Tragedi Hiroshima yang Berdampak Panjang

By , Rabu, 6 Agustus 2014 | 12:02 WIB

Tepat 69 tahun lalu, Kota Hiroshima hancur karena ledakan atom yang dijatuhkan pesawat milik Amerika, bernama Enola Gay. Pesawat pembawa bom bertipe B-29 itu bertolak dari kepulauan Tinian menuju Hiroshima, Jepang. (Baca dalam Misi Rahasia Membungkam Jepang)

Hiroshima dipilih untuk dijatuhkan bom oleh Amerika karena pusat industri dan berbagai kepentingan militer terdapat di Kota itu. Hiroshima merupakan tempat dari Markas Besar terpenting dipimpin Marshal Shunroku Hata yang melakukan perlindungan untuk bagian selatan Jepang. Juga di kota inilah Istana Hiroshima berdiri.

Hiroshima menjadi pilihan karena kemungkinan bom dapat menyapu keseluruhan daerah dan efek yang ditimbulkan dari ledakan sudah dapat diprediksi. Target utama bom nuklir ini berada di jembatan persimpangan antara Sungai Honkawa dan Motosayu. Jembatan itu berada di dekat pusat Kota Hiroshima.

Satu dekade setelah serangan ke Kota Hiroshima, efek jangka panjang mulai dirasakan oleh korban selamat. Insiden penyakit kanker terus meningkat sejak 1956. Ternyata meningkatnya tumor dan kanker yang terus meningkat akibat dari resiko paparan radiasi dari bom atom.

[DATA TERSEDIA]
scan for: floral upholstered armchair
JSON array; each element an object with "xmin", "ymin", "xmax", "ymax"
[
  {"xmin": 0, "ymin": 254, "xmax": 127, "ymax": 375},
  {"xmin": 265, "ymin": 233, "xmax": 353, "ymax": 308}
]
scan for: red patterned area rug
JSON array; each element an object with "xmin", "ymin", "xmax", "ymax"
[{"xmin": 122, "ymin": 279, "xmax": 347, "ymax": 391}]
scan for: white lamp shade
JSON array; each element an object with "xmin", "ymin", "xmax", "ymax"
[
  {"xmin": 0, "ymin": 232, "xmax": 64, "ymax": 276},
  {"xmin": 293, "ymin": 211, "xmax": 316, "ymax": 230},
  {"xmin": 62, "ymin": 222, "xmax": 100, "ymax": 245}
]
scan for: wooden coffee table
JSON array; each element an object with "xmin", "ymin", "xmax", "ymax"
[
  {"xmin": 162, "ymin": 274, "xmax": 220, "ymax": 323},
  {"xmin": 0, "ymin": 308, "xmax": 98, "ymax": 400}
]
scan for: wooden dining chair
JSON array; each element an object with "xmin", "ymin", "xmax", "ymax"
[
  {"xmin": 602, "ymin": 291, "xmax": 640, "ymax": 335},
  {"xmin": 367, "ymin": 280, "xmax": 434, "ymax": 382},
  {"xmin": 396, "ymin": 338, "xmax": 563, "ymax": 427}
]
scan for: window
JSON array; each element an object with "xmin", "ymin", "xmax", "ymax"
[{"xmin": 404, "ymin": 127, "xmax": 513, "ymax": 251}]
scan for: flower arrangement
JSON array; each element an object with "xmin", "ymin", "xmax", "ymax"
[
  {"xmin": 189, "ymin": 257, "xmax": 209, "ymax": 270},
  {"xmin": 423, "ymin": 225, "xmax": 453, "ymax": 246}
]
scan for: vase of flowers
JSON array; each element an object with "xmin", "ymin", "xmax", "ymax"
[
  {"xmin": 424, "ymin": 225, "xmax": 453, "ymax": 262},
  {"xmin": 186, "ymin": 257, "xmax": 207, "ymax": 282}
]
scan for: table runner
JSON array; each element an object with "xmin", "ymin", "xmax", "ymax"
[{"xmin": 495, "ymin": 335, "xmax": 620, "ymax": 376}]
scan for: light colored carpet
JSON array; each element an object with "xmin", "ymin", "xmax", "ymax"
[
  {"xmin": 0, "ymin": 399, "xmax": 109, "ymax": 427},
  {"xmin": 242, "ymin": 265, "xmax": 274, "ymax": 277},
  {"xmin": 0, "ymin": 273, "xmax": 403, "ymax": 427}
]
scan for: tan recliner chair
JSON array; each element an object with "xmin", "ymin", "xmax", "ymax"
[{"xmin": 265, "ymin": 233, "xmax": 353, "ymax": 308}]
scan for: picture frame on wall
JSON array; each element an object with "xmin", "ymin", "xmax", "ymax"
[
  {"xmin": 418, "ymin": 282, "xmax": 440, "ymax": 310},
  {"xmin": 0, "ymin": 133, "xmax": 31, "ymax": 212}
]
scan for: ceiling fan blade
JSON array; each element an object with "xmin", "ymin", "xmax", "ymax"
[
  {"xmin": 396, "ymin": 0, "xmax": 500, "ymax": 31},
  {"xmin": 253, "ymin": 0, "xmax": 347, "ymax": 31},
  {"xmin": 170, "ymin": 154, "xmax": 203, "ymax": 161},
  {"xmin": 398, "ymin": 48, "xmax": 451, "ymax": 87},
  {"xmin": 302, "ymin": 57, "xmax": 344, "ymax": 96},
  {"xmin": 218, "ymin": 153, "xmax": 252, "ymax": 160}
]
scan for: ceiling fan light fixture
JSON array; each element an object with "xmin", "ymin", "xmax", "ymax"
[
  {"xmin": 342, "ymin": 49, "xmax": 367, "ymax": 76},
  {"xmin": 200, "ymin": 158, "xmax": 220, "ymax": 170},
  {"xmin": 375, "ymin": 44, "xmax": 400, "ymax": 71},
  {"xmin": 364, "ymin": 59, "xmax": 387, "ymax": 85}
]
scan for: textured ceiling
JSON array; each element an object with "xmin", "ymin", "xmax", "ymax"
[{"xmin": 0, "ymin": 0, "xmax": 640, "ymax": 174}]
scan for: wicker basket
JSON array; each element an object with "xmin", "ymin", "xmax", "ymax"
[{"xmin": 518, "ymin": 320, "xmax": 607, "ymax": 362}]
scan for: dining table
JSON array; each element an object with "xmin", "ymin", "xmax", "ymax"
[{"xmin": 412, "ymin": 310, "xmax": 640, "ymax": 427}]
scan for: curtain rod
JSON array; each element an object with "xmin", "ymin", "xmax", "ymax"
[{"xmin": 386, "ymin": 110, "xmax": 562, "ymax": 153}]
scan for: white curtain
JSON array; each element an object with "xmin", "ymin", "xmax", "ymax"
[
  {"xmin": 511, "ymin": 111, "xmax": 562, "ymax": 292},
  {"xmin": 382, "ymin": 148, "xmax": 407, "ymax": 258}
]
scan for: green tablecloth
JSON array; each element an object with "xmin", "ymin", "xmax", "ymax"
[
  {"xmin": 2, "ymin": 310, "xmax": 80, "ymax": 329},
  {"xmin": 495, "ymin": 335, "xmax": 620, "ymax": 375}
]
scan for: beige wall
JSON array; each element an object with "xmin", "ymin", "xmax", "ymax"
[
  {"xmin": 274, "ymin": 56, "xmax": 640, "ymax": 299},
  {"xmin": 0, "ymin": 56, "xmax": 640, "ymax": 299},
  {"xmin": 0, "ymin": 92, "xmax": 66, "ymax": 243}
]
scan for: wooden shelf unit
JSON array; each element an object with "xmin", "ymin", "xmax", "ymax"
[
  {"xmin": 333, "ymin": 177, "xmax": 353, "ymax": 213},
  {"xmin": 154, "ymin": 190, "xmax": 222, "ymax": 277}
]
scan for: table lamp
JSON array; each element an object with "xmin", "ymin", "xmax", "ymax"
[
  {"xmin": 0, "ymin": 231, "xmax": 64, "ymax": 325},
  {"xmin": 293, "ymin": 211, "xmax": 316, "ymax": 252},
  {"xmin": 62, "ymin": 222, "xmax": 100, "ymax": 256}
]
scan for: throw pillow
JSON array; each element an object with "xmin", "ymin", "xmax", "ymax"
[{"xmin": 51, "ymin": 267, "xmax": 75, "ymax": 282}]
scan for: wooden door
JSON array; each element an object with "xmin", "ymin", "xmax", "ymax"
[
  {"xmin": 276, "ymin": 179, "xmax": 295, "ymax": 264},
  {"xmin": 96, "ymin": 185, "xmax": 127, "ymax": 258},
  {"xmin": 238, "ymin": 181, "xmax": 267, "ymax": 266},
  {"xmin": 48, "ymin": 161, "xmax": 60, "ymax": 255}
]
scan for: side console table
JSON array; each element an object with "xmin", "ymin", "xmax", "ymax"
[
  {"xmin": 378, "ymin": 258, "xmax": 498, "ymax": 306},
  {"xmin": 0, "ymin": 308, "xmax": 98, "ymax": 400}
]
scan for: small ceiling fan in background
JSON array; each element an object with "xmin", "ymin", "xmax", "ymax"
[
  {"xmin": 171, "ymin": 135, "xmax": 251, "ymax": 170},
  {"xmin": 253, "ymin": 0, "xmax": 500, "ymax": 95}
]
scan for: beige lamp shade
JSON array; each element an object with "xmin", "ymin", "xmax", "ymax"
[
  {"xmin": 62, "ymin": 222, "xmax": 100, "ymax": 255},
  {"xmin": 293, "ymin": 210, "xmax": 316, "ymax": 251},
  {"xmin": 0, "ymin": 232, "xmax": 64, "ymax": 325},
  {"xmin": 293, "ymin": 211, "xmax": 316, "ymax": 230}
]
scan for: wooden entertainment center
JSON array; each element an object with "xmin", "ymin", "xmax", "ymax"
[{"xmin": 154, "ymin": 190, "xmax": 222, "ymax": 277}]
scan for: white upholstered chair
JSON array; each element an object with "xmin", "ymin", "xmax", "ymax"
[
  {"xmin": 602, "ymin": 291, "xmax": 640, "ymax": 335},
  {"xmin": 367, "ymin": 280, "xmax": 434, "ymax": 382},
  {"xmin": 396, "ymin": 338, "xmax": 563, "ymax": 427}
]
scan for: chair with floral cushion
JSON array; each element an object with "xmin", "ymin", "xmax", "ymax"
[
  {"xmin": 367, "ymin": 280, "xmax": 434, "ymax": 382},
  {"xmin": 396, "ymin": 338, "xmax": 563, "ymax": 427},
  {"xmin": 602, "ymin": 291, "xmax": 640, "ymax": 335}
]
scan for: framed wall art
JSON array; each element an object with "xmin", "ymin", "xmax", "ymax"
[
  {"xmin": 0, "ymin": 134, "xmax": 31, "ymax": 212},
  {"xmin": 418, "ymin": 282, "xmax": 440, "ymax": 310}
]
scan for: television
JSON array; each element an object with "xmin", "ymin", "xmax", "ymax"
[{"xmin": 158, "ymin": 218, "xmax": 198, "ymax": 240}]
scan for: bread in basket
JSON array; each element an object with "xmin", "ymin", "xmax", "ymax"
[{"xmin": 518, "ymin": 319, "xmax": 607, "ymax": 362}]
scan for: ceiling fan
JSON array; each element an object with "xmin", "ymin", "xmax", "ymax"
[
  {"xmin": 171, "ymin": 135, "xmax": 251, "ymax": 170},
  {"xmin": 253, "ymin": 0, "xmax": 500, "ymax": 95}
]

[KERJAKAN BERIKUT INI]
a - Kutip teks sumber mulai dari "Hiroshima dipilih untuk" sampai dengan "pusat Kota Hiroshima.".
b - Tentukan apakah tiap pernyataan berikut sesuai dengan teks sumber. Jawab ya atau tidak, lalu sertakan kutipan kata-kata penentunya dari teks. (i) Pesawat Enola Gay bertolak dari kepulauan Tinian. (ii) Target utama bom nuklir berada di Istana Hiroshima. (iii) Insiden penyakit kanker terus meningkat sejak 1956.

[KUNCI JAWABAN]
a -
Hiroshima dipilih untuk dijatuhkan bom oleh Amerika karena pusat industri dan berbagai kepentingan militer terdapat di Kota itu. Hiroshima merupakan tempat dari Markas Besar terpenting dipimpin Marshal Shunroku Hata yang melakukan perlindungan untuk bagian selatan Jepang. Juga di kota inilah Istana Hiroshima berdiri.

Hiroshima menjadi pilihan karena kemungkinan bom dapat menyapu keseluruhan daerah dan efek yang ditimbulkan dari ledakan sudah dapat diprediksi. Target utama bom nuklir ini berada di jembatan persimpangan antara Sungai Honkawa dan Motosayu. Jembatan itu berada di dekat pusat Kota Hiroshima.

b -
(i) Ya: "bertolak dari kepulauan Tinian menuju Hiroshima, Jepang"
(ii) Tidak: "Target utama bom nuklir ini berada di jembatan persimpangan antara Sungai Honkawa dan Motosayu"
(iii) Ya: "Insiden penyakit kanker terus meningkat sejak 1956"